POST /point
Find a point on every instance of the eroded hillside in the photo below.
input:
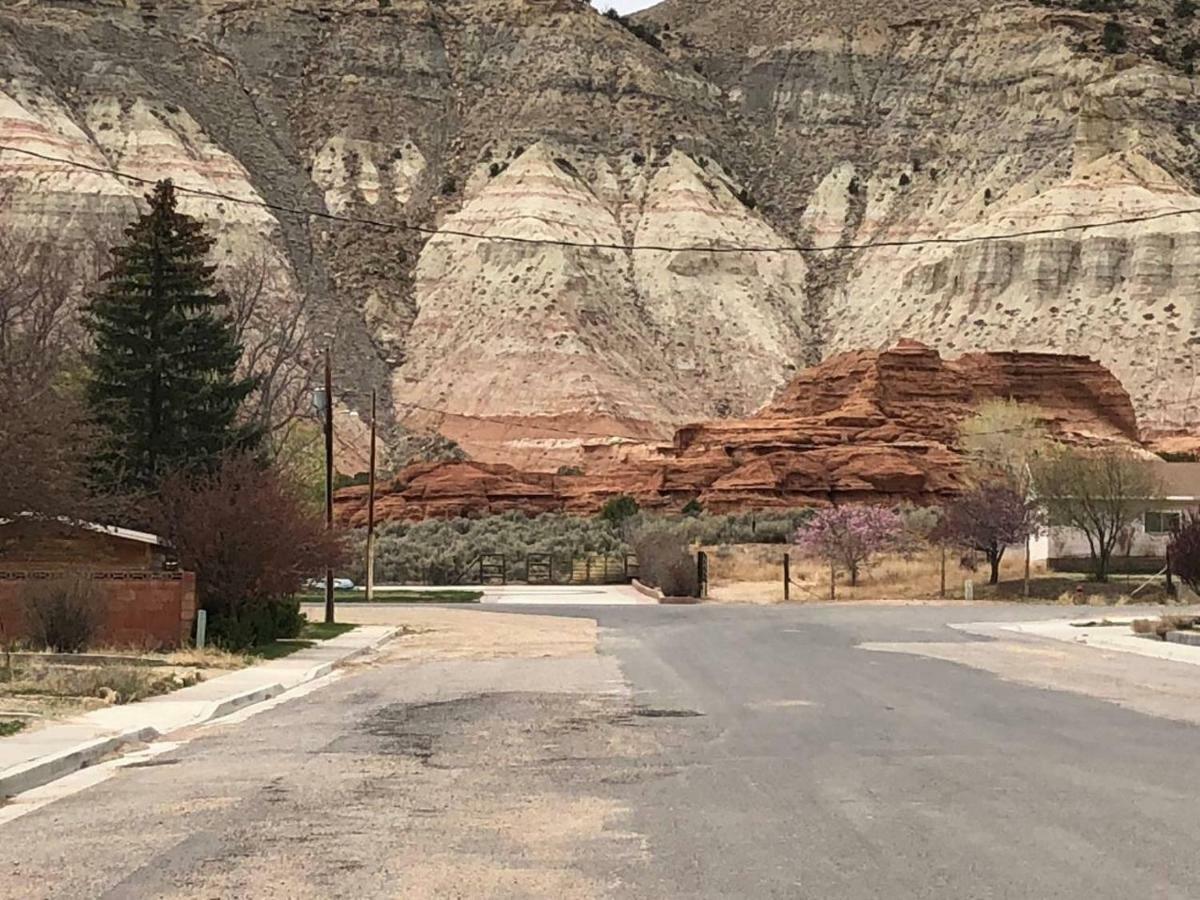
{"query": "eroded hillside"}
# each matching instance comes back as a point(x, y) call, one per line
point(755, 124)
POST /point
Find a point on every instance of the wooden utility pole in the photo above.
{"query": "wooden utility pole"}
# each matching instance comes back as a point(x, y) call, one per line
point(1025, 588)
point(371, 504)
point(329, 481)
point(942, 592)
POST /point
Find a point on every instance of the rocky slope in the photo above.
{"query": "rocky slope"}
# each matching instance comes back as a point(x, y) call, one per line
point(861, 426)
point(760, 123)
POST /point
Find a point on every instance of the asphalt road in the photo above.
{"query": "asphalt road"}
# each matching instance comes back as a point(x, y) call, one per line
point(705, 753)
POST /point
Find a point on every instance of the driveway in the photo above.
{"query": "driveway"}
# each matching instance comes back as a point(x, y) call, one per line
point(648, 751)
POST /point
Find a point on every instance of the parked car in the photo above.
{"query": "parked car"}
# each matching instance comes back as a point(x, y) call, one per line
point(339, 583)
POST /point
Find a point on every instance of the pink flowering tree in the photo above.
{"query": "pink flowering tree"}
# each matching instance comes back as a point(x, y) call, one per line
point(989, 519)
point(851, 537)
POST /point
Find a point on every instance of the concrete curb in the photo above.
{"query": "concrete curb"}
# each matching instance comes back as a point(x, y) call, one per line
point(35, 773)
point(653, 593)
point(223, 707)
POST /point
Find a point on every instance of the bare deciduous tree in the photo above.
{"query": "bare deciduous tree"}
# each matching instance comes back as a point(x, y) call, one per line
point(1099, 492)
point(275, 333)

> **To be done**: Please write out the records again, starting at their first line and stopping after the line that has "point(755, 124)", requests included. Multiply each point coordinate in the answers by 0.9 and round it to a whole number, with halves rounding up, and leave the pictures out.

> **Solution to this task**:
POST /point
Find a point on every instance of the eroded hillside in the photo below.
input:
{"query": "eroded hillside"}
# each matching instance comes back as a point(x, y) call, one per line
point(680, 112)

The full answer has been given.